▶ **Objective**
Word for word, transcribe the lines from the one containing "Mark the teddy" through the end of the entries, both included, and nothing else.

▶ **Records provided**

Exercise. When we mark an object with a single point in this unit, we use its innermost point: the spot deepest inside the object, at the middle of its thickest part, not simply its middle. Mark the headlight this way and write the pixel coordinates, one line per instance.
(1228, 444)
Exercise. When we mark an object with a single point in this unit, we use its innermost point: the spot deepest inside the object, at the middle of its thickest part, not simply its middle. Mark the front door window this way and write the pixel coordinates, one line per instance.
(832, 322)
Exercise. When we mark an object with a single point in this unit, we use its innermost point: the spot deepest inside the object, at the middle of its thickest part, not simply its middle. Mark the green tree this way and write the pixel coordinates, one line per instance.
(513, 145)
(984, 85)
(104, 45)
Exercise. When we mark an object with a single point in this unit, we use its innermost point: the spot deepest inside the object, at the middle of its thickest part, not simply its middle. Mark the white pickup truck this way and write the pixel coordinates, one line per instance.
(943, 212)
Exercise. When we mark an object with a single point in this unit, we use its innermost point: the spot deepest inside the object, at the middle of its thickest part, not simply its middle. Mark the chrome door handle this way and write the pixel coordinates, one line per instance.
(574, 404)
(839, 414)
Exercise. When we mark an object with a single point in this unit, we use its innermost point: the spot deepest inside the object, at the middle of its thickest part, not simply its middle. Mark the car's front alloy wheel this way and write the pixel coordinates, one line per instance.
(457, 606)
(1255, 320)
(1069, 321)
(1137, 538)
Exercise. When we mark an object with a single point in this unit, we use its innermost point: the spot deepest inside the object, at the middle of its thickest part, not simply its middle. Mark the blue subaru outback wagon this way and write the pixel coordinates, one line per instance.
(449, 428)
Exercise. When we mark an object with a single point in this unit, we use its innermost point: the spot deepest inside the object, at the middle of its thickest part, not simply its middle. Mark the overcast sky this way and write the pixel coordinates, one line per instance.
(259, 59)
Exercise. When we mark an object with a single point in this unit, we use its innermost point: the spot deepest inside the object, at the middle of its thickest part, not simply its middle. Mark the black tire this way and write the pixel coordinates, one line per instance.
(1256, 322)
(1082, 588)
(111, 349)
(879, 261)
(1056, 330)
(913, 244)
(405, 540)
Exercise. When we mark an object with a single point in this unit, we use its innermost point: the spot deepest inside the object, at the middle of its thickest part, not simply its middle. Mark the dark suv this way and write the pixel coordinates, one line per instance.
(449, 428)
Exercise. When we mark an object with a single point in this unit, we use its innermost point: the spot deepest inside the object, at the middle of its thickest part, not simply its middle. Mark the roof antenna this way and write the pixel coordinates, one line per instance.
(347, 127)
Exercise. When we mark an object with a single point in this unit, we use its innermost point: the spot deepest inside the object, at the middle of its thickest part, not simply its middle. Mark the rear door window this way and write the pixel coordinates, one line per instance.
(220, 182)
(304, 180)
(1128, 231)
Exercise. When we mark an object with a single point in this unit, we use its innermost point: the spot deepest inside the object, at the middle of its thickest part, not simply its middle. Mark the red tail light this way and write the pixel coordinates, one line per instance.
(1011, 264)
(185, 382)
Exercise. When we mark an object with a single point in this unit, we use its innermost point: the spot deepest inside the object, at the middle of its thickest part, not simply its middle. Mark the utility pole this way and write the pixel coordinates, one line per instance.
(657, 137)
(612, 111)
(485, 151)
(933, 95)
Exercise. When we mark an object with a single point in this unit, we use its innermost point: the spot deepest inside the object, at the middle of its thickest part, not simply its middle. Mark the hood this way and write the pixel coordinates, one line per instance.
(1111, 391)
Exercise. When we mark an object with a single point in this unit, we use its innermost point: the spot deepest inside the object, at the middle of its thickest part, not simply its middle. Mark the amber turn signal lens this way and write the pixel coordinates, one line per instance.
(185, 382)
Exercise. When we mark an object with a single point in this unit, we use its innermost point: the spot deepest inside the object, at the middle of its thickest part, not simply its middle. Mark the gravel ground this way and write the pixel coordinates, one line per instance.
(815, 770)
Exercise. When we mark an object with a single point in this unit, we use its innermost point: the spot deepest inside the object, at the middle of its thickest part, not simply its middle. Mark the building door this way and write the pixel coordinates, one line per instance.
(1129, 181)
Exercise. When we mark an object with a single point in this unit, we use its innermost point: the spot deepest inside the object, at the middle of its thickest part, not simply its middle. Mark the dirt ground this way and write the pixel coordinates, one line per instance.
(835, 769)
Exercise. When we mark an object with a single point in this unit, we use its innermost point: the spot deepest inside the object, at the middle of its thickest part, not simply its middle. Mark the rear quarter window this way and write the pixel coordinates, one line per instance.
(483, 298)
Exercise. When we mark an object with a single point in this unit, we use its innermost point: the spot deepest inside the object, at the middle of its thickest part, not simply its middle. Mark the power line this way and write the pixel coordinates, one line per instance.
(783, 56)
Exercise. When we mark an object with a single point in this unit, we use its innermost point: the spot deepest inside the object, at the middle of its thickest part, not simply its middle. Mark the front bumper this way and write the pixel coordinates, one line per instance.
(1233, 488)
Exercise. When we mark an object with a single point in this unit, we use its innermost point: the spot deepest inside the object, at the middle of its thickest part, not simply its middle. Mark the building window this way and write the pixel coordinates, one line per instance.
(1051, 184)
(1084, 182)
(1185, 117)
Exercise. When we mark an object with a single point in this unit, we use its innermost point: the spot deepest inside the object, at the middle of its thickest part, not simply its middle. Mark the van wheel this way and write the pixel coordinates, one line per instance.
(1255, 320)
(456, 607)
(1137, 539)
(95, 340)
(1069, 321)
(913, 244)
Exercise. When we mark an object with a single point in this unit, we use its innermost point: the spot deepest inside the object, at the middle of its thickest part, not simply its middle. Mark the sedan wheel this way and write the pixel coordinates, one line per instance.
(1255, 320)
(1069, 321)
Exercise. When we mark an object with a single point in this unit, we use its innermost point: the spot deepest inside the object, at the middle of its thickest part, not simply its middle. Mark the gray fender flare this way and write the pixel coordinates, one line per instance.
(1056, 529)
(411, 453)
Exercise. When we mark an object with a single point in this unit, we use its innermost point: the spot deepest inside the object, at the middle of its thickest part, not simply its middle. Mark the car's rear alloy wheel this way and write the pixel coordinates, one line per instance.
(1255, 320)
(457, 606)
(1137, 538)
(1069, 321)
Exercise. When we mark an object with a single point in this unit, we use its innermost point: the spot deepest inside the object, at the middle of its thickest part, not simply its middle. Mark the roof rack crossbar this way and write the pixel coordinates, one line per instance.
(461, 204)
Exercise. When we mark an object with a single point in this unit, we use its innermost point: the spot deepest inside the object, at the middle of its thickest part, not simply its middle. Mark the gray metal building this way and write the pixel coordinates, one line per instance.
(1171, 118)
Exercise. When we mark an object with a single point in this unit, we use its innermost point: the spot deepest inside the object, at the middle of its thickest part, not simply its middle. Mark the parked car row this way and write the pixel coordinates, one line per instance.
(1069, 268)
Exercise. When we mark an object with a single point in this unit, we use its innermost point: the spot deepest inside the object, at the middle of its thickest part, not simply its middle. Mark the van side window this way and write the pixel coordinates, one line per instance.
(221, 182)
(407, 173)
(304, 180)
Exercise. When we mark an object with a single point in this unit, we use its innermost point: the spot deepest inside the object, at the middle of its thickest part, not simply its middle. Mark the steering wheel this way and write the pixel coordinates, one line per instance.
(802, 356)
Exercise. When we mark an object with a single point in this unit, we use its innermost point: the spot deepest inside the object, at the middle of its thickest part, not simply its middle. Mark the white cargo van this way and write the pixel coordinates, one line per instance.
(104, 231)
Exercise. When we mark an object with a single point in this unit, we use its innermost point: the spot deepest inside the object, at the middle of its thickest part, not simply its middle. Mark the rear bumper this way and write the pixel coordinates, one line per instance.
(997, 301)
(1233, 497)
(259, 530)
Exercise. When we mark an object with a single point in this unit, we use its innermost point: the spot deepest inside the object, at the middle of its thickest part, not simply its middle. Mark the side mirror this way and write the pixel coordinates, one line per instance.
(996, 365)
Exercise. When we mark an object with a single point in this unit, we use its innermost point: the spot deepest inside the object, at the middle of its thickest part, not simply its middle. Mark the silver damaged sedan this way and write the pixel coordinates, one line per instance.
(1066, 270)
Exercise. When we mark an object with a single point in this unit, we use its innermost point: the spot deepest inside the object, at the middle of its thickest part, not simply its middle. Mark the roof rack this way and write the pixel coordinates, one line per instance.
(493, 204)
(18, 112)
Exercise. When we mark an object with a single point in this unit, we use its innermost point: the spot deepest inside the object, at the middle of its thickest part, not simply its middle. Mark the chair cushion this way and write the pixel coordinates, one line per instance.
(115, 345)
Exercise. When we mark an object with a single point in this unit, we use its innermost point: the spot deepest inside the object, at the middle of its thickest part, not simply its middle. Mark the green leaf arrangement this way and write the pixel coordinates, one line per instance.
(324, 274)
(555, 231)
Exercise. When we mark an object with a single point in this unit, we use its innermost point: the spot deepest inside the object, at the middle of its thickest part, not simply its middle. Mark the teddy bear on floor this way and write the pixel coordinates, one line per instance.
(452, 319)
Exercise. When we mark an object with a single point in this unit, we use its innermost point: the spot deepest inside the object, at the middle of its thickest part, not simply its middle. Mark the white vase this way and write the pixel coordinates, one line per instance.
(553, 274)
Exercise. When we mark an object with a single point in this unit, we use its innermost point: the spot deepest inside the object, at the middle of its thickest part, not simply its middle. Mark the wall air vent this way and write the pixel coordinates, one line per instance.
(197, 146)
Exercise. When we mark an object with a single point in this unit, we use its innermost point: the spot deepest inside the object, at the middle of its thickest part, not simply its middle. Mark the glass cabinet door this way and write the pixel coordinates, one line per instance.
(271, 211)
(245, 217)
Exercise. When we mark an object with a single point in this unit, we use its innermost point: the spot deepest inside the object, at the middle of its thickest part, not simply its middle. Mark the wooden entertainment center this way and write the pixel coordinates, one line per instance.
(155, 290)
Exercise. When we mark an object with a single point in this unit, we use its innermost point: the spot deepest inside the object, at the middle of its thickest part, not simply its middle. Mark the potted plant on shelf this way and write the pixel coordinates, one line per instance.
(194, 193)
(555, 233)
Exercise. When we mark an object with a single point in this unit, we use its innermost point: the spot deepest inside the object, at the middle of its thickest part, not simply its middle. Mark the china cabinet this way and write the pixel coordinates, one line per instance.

▶ **Correct result**
Exercise. When we mark an object with a single point in this unit, we use its innermost point: the spot deepest inside the object, at the middle of its thickest part, not simply its middle. Mark the teddy bear on floor this way and write the pixel coordinates, one line per instance.
(452, 319)
Exercise. When we mark an object with a single point in this unit, we use its innermost point: the spot deepest inside the object, at the middle of its thickest part, not simply its middle. Mark the white vase this way and write the pixel coordinates, one line per instance.
(553, 274)
Exercise. When we mark an object with a single point in this unit, we use its innermost point: the spot deepest inside the object, at the middle of its thickest part, not simply its middle. Mark the wall air vent this way and write the pixel coordinates, one line per instance.
(197, 146)
Exercise. When we mark an object with a single point in this unit, we use its innermost point: the spot deepest inside the object, at the middle of its thickest part, not simply its middle. Mark the glass cabinet door this way and write the pixel coordinates, one line per instance.
(271, 211)
(245, 217)
Exercise. When we mark an object with a single point in this unit, we use its innermost point: the spot deepest inside the object, at the middle of its thickest part, not simply its middle. Mark the wooden entertainment center this way and write the pixel coordinates, one line per instance.
(155, 290)
Exercise. When we mark an object with a single point in this unit, we use its innermost point: the spot deepest inside the object, at the middle of its thickest part, not simply its middle. Mark the potted plant on shelf this way and write the pixel coordinates, one line per instance.
(194, 193)
(555, 233)
Exercise. When we mark an object with a single point in this unit, we use its innermost point: the spot deepest inside the object, at the middle of its thickest part, not simply its middle. Mark the china cabinet this way and write the pixel coordinates, one line per instance.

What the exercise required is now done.